[The data Boundary: Start]

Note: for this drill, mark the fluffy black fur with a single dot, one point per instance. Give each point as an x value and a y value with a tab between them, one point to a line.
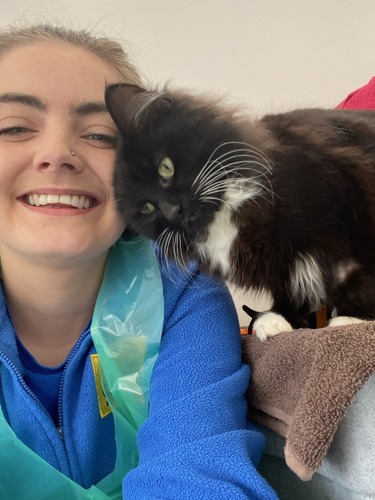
295	192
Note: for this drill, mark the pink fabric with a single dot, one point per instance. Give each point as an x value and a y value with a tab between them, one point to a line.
362	98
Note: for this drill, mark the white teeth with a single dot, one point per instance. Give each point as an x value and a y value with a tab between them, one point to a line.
74	200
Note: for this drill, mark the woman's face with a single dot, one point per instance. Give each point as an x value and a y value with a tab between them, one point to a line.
54	205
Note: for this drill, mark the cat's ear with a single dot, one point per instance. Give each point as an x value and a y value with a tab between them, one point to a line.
118	98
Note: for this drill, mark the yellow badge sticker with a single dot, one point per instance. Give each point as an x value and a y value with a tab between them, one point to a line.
104	408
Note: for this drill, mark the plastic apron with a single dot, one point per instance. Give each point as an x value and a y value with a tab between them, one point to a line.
126	330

[The data Boundary: End]

### Task prompt
Images are to be skipped, and each line above is to be returned exactly.

### Solution to this problem
Note: for this drill, mark the fluffy black fur with a single dot, one point per instance. Give each point as an x value and a y value with a tab between them, one point to a line.
295	192
Note: for this drill, mark the pink fabric with a single dot, one point per instance. Give each point as an x value and a y value with a tab between them, one point to a line.
362	98
Note: for this drill, mark the white teeth with a single dot, one point per instance. Give each point as an x value and a y value with a tab between them, one point to a line.
74	200
Note: for this drill, mark the woman's face with a single dot, one point per instance. Give each point as an x value and a y value with a tab between them, one point to a line.
54	205
Note: for this drill, mark the cat's ear with a single dot, one point per instance. Give each point as an x value and a y value with a tab between them, one point to a line.
118	98
Note: for this drill, mark the yellow badge sticker with a single dot, one point per instance. Give each point as an x value and a y value with a tab between them, one point to a line.
104	408
Note: for this drill, mark the plastic apron with a single dot, one point per instance. Give each point as an x value and a y value with a tab between them, one point to a line.
126	330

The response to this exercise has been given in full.